EXERCISE GOAL ▸
Copy every record word for word.

Saved entries
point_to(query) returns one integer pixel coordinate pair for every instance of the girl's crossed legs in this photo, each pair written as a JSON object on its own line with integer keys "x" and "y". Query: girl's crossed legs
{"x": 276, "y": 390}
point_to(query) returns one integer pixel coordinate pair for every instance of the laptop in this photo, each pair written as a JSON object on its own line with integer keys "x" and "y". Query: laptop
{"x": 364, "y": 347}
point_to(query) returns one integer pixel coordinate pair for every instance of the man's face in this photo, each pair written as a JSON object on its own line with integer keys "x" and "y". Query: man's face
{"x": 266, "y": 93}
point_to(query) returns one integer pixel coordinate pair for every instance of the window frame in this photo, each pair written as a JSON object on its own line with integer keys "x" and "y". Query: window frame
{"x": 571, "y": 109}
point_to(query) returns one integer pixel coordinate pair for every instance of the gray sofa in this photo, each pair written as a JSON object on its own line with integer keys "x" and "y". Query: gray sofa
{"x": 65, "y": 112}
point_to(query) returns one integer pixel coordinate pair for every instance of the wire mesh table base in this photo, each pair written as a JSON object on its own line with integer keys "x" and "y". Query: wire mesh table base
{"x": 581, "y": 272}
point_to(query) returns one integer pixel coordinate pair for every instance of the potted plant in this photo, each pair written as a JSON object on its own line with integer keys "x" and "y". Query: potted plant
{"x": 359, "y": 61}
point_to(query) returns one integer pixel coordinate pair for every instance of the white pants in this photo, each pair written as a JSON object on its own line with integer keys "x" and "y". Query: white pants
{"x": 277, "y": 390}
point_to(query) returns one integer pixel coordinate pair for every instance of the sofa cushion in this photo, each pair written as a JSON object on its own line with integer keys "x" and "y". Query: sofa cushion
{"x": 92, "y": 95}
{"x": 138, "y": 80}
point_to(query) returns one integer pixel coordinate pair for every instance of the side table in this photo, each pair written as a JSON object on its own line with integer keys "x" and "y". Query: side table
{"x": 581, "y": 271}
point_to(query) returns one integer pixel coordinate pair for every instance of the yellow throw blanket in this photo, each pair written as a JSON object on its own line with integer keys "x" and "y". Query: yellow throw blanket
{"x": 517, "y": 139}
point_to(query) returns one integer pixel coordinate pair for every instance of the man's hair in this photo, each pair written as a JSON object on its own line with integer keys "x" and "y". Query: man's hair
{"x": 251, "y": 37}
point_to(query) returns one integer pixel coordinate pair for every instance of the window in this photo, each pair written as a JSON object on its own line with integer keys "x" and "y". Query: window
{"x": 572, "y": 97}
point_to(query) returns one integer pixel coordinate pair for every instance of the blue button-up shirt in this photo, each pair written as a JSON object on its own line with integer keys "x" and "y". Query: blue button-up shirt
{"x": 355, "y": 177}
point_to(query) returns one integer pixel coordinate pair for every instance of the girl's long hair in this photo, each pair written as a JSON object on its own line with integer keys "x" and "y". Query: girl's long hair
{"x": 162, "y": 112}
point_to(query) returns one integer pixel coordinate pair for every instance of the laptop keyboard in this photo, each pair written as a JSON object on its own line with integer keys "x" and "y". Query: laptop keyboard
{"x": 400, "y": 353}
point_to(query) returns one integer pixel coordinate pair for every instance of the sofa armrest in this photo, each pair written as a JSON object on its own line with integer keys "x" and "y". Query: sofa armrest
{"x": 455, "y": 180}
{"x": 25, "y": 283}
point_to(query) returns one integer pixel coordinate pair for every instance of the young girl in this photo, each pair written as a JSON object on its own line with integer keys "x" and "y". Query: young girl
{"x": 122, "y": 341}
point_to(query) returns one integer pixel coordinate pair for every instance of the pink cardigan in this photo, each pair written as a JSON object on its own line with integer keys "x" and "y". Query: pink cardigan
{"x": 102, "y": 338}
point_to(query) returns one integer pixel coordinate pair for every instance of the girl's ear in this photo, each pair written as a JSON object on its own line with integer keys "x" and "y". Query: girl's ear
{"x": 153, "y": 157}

EXPECTED ANSWER ▸
point_to(query) returns one integer pixel coordinate pair for every instance of the girl's crossed legs in this photo, each pair written as a JSON object on its own line with integer keys "x" and "y". Query: girl's crossed legs
{"x": 276, "y": 390}
point_to(query) returns one integer pixel coordinate pair for every instance of the laptop in this photo, each pair written as a JSON object on its own line with integer keys "x" and "y". Query: laptop
{"x": 364, "y": 347}
point_to(query) returns one integer pixel coordinate pair for every instance of the man's face in this photo, each pair written as a JSON object on its own line with integer keys "x" and "y". Query: man's face
{"x": 266, "y": 93}
point_to(query) returns one integer pixel coordinate pair for every instance of the window frame in this photo, each pair written as a JSON object on its own line with integer keys "x" and "y". Query: window frame
{"x": 571, "y": 109}
point_to(query) returns one integer pixel coordinate pair for every instance of the gray sofa in this photo, each pair written as a JSON object on its own line with integer keys "x" and "y". Query: gray sofa
{"x": 65, "y": 112}
point_to(query) returns one integer pixel coordinate pair for every instance of the wire mesh table base in this photo, each pair written as a JSON object on its own line with integer keys "x" and "y". Query: wire mesh table base
{"x": 581, "y": 272}
point_to(query) returns one integer pixel coordinate pair for every instance of the potted plant in this photo, each pair written as a JSON object on its own line with integer keys "x" and "y". Query: potted plant
{"x": 359, "y": 61}
point_to(query) returns one integer pixel coordinate pair for every instance of the white pants in this photo, each pair written as a JSON object on its own line with integer keys "x" and "y". Query: white pants
{"x": 277, "y": 390}
point_to(query) returns one integer pixel coordinate pair for every instance of the sofa cushion in this photo, each pair written as a JSON object on its own line with integer keys "x" and "y". Query: sofa cushion
{"x": 92, "y": 95}
{"x": 138, "y": 80}
point_to(query) returns one integer pixel coordinate pair for every instance of the side table in this photo, each pair written as a JSON object on its own line with integer keys "x" and "y". Query: side table
{"x": 581, "y": 271}
point_to(query) returns one integer pixel coordinate pair for every instance of the yellow throw blanket in this photo, each pair written as a JSON object on its own line with integer keys "x" and "y". Query: yellow throw blanket
{"x": 517, "y": 139}
point_to(query) returns one integer pixel coordinate pair for every instance of the man's hair in this photo, each pair written as a JSON object on its own line with integer keys "x" and "y". Query: man's hair
{"x": 251, "y": 37}
point_to(query) returns one integer pixel coordinate pair for every instance of the window in this photo, each pair written as a JSON object on its own line with integer keys "x" and "y". Query: window
{"x": 572, "y": 97}
point_to(query) returns one integer pixel coordinate pair for every instance of the blue button-up shirt in this photo, each pair written as a JSON object on its own line with integer keys "x" and "y". Query: blue button-up shirt
{"x": 355, "y": 177}
point_to(query) returns one integer pixel coordinate pair for every instance of the girl's long hair in this photo, each pair written as a JSON object on its own line with integer keys "x" and "y". Query: girl's long hair
{"x": 162, "y": 112}
point_to(query) returns one integer pixel coordinate pair for every instance of the laptop keyboard in this photo, each pair written as a JSON object on its own line with integer keys "x" and "y". Query: laptop keyboard
{"x": 400, "y": 353}
point_to(query) returns one integer pixel coordinate pair for every instance of the sofa armrest in this photo, each pair written as a JSON object on its own line with integer keys "x" and "y". Query: sofa armrest
{"x": 455, "y": 180}
{"x": 25, "y": 283}
point_to(query) returns one integer pixel coordinate pair for every instance of the young girl in this photo, each pair written as a JSON object on its own line with integer keys "x" and "y". Query: young girl
{"x": 122, "y": 341}
point_to(query) returns one integer pixel coordinate pair for every instance of the pink cardigan in this photo, each pair written as a JSON object on its own line with integer keys "x" and "y". Query: pink cardigan
{"x": 102, "y": 338}
point_to(query) returns one integer pixel coordinate pair for every instance of the girl's ear in this photo, each pair written as a JSON object on its own line with integer keys "x" and "y". Query: girl's ear
{"x": 153, "y": 157}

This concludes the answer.